Render the lines from the start of the records through the line containing "209L165 214L159 249L185" as a Markdown table with the columns No. and Line, skipping blank lines and leaving out the pictures.

(Stored items)
Segment Open

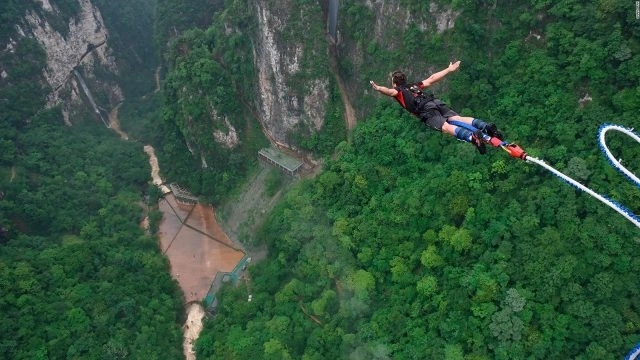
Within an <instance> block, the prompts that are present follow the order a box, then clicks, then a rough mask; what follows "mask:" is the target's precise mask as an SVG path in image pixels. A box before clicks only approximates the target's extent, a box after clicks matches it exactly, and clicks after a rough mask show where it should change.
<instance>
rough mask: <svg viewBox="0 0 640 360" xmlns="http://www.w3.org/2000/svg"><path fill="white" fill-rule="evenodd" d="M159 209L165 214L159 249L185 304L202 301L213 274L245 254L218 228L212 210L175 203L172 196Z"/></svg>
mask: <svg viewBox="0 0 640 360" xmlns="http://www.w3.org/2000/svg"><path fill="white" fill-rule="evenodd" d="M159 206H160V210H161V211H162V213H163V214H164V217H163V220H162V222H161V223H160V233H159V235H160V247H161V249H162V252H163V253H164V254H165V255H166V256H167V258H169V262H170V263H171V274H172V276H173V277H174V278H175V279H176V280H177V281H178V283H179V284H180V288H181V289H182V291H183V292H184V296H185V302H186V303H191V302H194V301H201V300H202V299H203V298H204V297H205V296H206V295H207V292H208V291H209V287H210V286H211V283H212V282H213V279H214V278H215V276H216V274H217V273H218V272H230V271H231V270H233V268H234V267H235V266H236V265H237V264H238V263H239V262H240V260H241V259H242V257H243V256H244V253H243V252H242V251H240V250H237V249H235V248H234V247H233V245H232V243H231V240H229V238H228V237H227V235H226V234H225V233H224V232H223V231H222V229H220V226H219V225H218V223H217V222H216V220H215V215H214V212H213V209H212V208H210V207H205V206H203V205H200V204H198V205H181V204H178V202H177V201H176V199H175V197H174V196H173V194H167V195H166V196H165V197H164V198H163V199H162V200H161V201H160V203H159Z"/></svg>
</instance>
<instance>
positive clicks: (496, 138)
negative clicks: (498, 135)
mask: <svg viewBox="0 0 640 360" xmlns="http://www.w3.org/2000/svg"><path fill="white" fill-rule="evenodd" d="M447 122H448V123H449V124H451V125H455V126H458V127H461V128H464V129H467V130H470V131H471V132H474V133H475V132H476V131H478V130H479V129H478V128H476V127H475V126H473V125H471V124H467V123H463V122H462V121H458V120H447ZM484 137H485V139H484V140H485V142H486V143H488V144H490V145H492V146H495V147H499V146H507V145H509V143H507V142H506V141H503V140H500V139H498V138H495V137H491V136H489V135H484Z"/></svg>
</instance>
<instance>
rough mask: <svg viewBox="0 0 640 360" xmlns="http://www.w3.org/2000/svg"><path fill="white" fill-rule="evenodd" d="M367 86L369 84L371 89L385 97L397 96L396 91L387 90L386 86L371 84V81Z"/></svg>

Segment Closed

* Solution
| No. | Line |
|---|---|
| 1 | Within an <instance> block, the prompts that are present follow the order a box, then clicks, then a rough mask; what follows "mask:" is the target's precise mask as an SVG path in image pixels. A box before clicks only approximates the target's extent, a box after clicks matches it exactly, and clicks after a rough mask show where it should change. |
| 2 | <instance> |
| 3 | rough mask: <svg viewBox="0 0 640 360" xmlns="http://www.w3.org/2000/svg"><path fill="white" fill-rule="evenodd" d="M159 209L165 214L159 249L185 304L202 301L213 274L245 254L218 228L212 210L175 203L172 196Z"/></svg> |